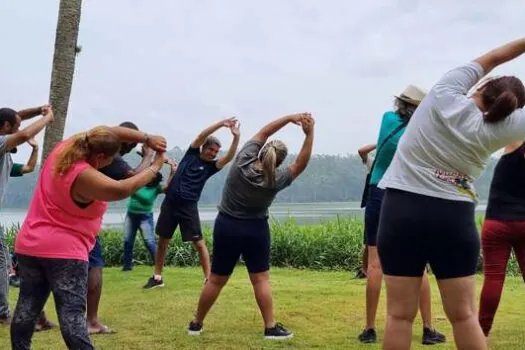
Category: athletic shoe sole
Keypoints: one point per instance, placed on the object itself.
(157, 286)
(273, 337)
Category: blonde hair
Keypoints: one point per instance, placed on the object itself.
(271, 156)
(99, 140)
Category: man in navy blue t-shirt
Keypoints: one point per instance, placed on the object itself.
(179, 208)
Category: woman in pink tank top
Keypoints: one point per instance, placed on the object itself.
(62, 222)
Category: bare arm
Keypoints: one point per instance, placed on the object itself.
(303, 158)
(31, 163)
(233, 147)
(93, 185)
(203, 135)
(502, 54)
(158, 143)
(29, 113)
(271, 128)
(364, 150)
(30, 131)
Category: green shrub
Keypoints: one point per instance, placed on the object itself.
(334, 244)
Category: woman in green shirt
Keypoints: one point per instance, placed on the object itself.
(140, 217)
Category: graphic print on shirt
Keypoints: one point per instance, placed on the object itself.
(462, 182)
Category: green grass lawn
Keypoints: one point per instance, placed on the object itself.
(324, 309)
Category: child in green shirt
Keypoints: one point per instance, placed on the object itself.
(139, 216)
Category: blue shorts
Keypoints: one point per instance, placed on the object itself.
(95, 255)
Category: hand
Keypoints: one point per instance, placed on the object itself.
(147, 152)
(297, 118)
(173, 164)
(235, 129)
(44, 109)
(32, 142)
(229, 122)
(47, 112)
(158, 143)
(159, 159)
(307, 123)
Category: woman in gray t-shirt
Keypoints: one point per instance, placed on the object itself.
(241, 227)
(428, 209)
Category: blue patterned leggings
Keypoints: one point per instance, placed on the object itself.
(67, 280)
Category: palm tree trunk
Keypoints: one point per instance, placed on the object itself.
(63, 70)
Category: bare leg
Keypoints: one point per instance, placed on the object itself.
(160, 257)
(210, 293)
(263, 296)
(402, 304)
(373, 286)
(458, 296)
(201, 248)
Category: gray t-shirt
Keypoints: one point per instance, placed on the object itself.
(447, 143)
(6, 163)
(245, 196)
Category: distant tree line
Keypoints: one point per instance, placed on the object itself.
(328, 178)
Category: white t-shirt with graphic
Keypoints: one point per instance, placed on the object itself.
(447, 143)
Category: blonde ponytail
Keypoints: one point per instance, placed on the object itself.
(99, 140)
(271, 156)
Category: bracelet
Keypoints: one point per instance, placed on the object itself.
(153, 171)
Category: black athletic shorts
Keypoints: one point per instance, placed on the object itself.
(372, 213)
(234, 237)
(415, 230)
(181, 213)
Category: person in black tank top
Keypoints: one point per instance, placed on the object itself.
(503, 229)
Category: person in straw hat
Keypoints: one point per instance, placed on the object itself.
(392, 128)
(428, 210)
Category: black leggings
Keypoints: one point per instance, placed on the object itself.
(67, 279)
(415, 230)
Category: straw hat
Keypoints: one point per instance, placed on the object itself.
(412, 94)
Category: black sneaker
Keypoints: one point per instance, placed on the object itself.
(277, 332)
(194, 328)
(14, 281)
(431, 337)
(368, 336)
(153, 283)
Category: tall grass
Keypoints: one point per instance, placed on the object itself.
(334, 244)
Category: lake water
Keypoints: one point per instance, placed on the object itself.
(302, 213)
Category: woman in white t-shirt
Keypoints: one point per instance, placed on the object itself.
(428, 209)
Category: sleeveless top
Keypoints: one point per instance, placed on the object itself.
(55, 226)
(507, 190)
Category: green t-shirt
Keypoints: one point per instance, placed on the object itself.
(16, 170)
(385, 155)
(142, 201)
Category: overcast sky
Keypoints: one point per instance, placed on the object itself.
(174, 67)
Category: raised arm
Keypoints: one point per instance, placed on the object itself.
(271, 128)
(502, 54)
(29, 113)
(27, 133)
(233, 147)
(364, 151)
(173, 170)
(304, 155)
(93, 185)
(31, 163)
(158, 143)
(203, 135)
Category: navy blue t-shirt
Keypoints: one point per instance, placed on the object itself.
(118, 170)
(191, 176)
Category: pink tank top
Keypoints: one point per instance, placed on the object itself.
(55, 226)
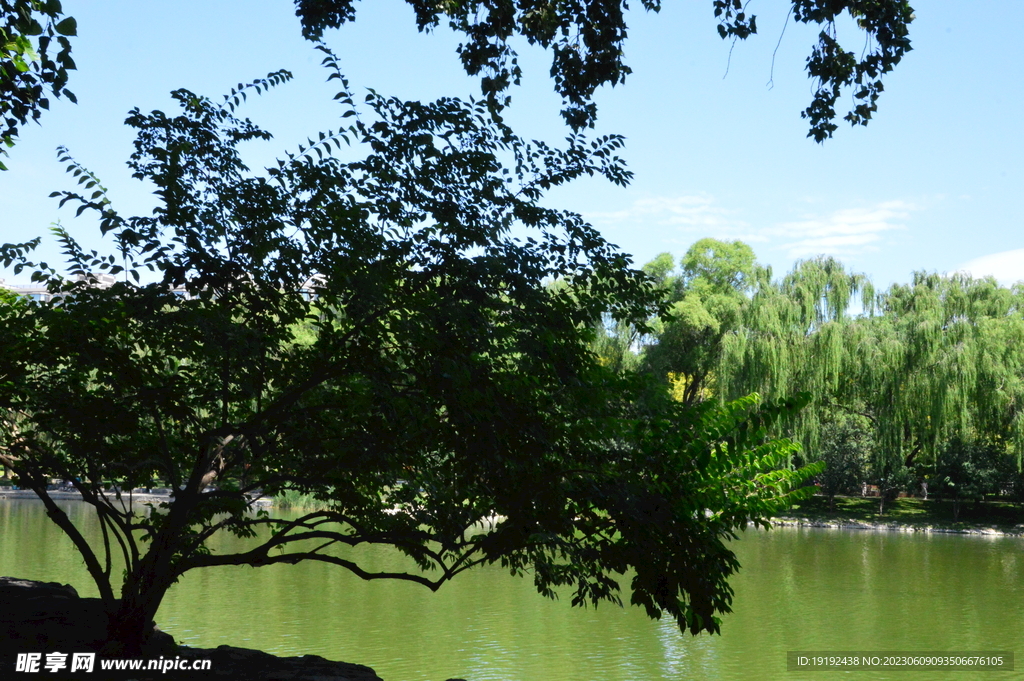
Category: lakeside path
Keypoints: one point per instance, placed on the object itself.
(884, 525)
(794, 520)
(132, 497)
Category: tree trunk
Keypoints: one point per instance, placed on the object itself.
(132, 623)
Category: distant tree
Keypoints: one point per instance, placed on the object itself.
(845, 450)
(707, 298)
(35, 58)
(429, 383)
(587, 41)
(966, 471)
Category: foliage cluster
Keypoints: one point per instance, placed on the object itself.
(431, 382)
(35, 58)
(924, 383)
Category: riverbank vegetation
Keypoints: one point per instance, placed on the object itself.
(359, 324)
(911, 513)
(914, 390)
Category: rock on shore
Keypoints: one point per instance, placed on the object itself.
(41, 616)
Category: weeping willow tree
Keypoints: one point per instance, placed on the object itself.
(794, 336)
(924, 363)
(707, 302)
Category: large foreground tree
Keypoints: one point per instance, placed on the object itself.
(359, 323)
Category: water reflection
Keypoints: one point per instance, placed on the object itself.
(799, 590)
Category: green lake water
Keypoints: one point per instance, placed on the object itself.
(798, 590)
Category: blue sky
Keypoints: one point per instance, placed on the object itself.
(933, 183)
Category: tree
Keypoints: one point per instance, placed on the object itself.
(31, 67)
(370, 333)
(967, 471)
(707, 300)
(846, 448)
(586, 40)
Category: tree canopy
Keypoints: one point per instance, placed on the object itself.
(35, 58)
(587, 41)
(369, 332)
(924, 377)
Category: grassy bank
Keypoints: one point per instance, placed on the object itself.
(1003, 516)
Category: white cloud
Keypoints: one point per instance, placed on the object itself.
(844, 232)
(841, 233)
(696, 213)
(1007, 267)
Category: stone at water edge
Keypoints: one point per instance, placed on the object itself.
(41, 616)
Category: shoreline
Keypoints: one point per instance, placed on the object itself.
(892, 525)
(132, 497)
(776, 521)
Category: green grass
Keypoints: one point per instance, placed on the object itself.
(999, 515)
(294, 500)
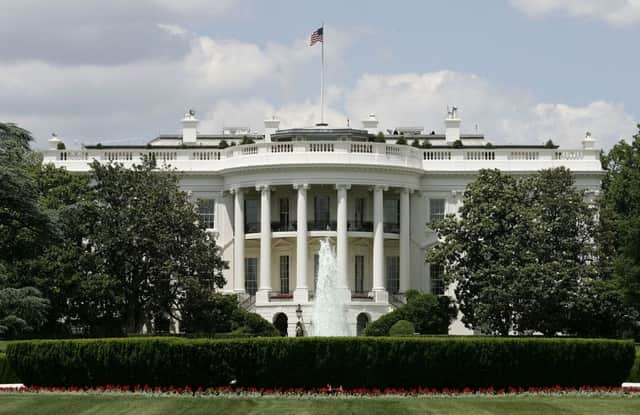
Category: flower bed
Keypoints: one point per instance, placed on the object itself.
(441, 362)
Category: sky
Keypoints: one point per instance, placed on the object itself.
(124, 71)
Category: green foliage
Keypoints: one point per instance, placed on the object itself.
(619, 233)
(7, 374)
(428, 313)
(520, 252)
(308, 362)
(402, 328)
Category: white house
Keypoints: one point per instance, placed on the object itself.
(271, 201)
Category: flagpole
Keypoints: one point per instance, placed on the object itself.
(322, 79)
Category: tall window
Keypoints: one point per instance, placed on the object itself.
(251, 223)
(284, 213)
(391, 215)
(316, 267)
(251, 275)
(436, 272)
(359, 274)
(321, 209)
(284, 274)
(436, 209)
(206, 210)
(359, 212)
(393, 274)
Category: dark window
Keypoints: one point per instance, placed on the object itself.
(359, 286)
(206, 210)
(436, 209)
(284, 213)
(436, 272)
(251, 222)
(321, 209)
(284, 274)
(393, 274)
(251, 275)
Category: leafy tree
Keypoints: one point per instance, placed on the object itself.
(521, 253)
(428, 313)
(619, 233)
(143, 251)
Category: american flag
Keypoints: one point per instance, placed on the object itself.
(317, 36)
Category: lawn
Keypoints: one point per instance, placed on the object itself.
(70, 404)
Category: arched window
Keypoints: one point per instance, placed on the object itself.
(281, 322)
(362, 323)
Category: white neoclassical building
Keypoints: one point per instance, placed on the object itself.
(269, 202)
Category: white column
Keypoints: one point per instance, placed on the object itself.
(342, 240)
(301, 293)
(264, 287)
(238, 241)
(380, 294)
(405, 220)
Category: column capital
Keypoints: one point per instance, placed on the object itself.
(263, 187)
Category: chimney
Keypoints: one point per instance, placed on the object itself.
(588, 143)
(189, 128)
(270, 127)
(371, 124)
(452, 125)
(54, 141)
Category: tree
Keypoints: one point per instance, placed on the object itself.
(619, 232)
(521, 253)
(428, 313)
(143, 251)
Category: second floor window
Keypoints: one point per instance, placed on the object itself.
(206, 210)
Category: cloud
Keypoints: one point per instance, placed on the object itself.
(615, 12)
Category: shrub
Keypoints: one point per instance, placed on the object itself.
(402, 328)
(7, 375)
(454, 362)
(430, 314)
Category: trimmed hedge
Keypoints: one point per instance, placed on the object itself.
(454, 362)
(7, 375)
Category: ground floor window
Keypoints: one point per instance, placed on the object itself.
(393, 274)
(251, 275)
(436, 272)
(284, 274)
(359, 283)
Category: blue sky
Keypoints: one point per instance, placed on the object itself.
(524, 71)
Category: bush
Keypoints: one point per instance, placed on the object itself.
(402, 328)
(455, 362)
(430, 314)
(7, 375)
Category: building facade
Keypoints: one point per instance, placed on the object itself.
(269, 199)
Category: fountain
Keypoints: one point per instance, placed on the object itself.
(329, 308)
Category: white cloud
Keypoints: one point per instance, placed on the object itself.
(615, 12)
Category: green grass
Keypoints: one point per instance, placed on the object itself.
(70, 404)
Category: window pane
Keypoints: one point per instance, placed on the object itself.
(251, 275)
(436, 209)
(206, 210)
(393, 274)
(436, 272)
(284, 274)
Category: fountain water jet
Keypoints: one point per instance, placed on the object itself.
(329, 308)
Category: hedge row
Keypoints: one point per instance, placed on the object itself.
(309, 362)
(7, 375)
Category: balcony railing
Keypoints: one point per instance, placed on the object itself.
(321, 226)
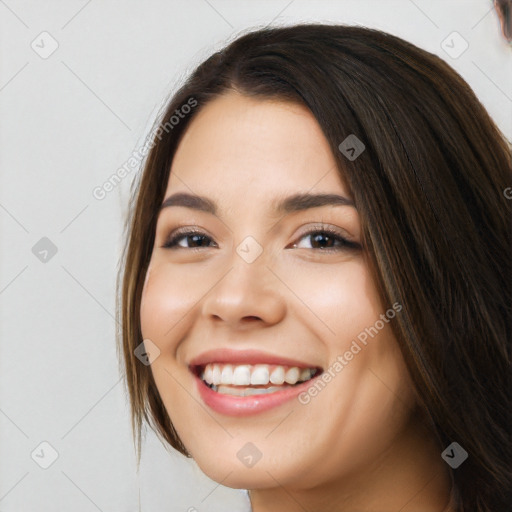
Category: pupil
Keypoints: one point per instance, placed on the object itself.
(197, 238)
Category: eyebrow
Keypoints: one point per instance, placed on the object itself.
(294, 203)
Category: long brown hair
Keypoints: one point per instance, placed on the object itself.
(429, 189)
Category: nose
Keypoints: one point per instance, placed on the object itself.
(248, 295)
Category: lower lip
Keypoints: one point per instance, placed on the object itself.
(244, 406)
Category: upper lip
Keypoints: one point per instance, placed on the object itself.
(225, 355)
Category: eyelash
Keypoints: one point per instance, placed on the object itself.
(344, 244)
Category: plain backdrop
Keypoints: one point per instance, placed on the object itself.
(80, 85)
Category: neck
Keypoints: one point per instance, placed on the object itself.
(409, 476)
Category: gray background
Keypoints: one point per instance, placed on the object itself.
(68, 122)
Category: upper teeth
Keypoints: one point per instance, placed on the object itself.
(257, 375)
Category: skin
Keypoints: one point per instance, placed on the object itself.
(359, 445)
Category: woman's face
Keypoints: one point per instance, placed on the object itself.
(259, 294)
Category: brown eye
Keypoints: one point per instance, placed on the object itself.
(193, 240)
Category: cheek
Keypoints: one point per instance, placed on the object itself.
(337, 301)
(166, 300)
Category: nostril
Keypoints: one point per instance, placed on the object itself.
(251, 318)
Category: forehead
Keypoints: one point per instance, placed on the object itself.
(239, 147)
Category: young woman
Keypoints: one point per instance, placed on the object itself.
(316, 291)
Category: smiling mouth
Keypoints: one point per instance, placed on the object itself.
(241, 380)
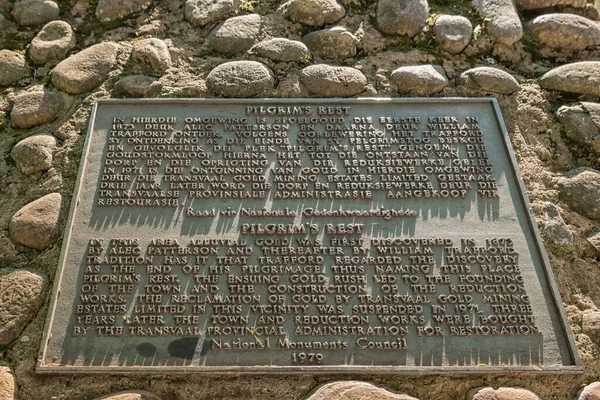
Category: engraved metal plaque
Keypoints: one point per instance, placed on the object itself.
(304, 235)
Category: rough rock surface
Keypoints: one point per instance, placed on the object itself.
(565, 31)
(8, 387)
(555, 228)
(313, 12)
(349, 390)
(281, 49)
(537, 4)
(202, 12)
(420, 80)
(489, 79)
(36, 108)
(13, 67)
(34, 154)
(35, 12)
(594, 240)
(240, 79)
(36, 225)
(453, 33)
(590, 392)
(579, 189)
(137, 86)
(580, 77)
(85, 70)
(130, 395)
(235, 35)
(581, 123)
(23, 293)
(504, 23)
(150, 57)
(503, 393)
(328, 81)
(334, 43)
(110, 10)
(52, 43)
(402, 17)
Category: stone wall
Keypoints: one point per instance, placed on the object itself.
(540, 58)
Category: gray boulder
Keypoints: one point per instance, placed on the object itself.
(504, 23)
(420, 80)
(328, 81)
(110, 10)
(402, 17)
(579, 189)
(334, 43)
(490, 80)
(240, 79)
(52, 43)
(13, 67)
(313, 12)
(35, 12)
(453, 33)
(23, 293)
(565, 31)
(34, 154)
(85, 70)
(203, 12)
(36, 108)
(580, 77)
(281, 49)
(235, 35)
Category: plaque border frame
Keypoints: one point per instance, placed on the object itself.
(576, 366)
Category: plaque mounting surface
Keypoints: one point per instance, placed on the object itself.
(302, 235)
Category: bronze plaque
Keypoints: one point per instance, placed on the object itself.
(302, 235)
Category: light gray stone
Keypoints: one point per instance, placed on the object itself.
(240, 79)
(329, 81)
(565, 31)
(130, 395)
(580, 77)
(555, 229)
(36, 108)
(489, 79)
(581, 123)
(137, 86)
(202, 12)
(503, 393)
(420, 80)
(235, 35)
(591, 391)
(346, 390)
(453, 33)
(36, 225)
(85, 70)
(281, 49)
(150, 57)
(23, 294)
(402, 17)
(52, 43)
(8, 386)
(13, 67)
(579, 189)
(110, 10)
(537, 4)
(594, 240)
(35, 12)
(34, 154)
(504, 23)
(313, 12)
(334, 43)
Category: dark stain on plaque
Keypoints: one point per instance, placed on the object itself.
(183, 348)
(146, 349)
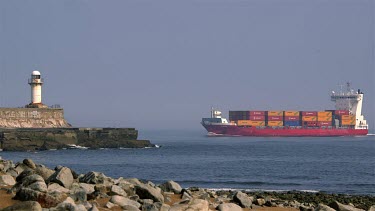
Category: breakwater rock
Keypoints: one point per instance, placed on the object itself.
(30, 139)
(36, 187)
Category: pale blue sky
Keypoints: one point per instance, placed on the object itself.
(163, 64)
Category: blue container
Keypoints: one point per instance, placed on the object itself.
(292, 123)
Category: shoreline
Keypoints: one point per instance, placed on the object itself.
(62, 187)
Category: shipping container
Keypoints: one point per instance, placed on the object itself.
(309, 123)
(257, 118)
(324, 114)
(291, 113)
(348, 117)
(275, 113)
(291, 118)
(257, 113)
(275, 123)
(309, 113)
(250, 123)
(324, 119)
(309, 118)
(341, 112)
(292, 123)
(348, 122)
(275, 118)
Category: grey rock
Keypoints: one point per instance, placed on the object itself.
(171, 186)
(260, 201)
(7, 180)
(148, 192)
(63, 177)
(30, 163)
(322, 207)
(122, 201)
(54, 187)
(342, 207)
(117, 190)
(93, 178)
(243, 199)
(24, 206)
(44, 171)
(229, 207)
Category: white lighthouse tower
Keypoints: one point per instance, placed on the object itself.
(36, 83)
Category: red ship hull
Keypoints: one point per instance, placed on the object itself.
(233, 130)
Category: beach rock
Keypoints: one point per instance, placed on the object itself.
(260, 201)
(117, 190)
(342, 207)
(171, 186)
(44, 171)
(148, 192)
(24, 206)
(229, 207)
(7, 180)
(322, 207)
(194, 204)
(242, 199)
(93, 177)
(30, 163)
(62, 176)
(54, 187)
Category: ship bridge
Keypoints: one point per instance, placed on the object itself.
(352, 101)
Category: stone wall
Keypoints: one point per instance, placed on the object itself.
(33, 118)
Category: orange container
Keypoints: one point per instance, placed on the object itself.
(348, 122)
(324, 118)
(250, 123)
(309, 118)
(348, 117)
(275, 123)
(275, 113)
(324, 114)
(291, 113)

AIM OF THE TASK: Output only the lines running from the line with "Category: beach rock" through the final line of the data, inclusive.

PROBLEM SOLUTION:
Category: beach rock
Keypoints: one point per instance, placed on the object itself.
(260, 201)
(117, 190)
(342, 207)
(171, 186)
(44, 171)
(148, 192)
(24, 206)
(229, 207)
(7, 180)
(322, 207)
(194, 204)
(242, 199)
(93, 177)
(30, 163)
(62, 176)
(54, 187)
Category: ship bridge
Keypoints: one point per instance, placed on the object itself.
(352, 101)
Category: stone wall
Keypoints: one point per instance, placed on the object itself.
(33, 118)
Category: orange container
Keypoints: one point per instance, placed on the object itself.
(348, 122)
(324, 118)
(250, 123)
(309, 118)
(348, 117)
(275, 123)
(275, 113)
(324, 114)
(291, 113)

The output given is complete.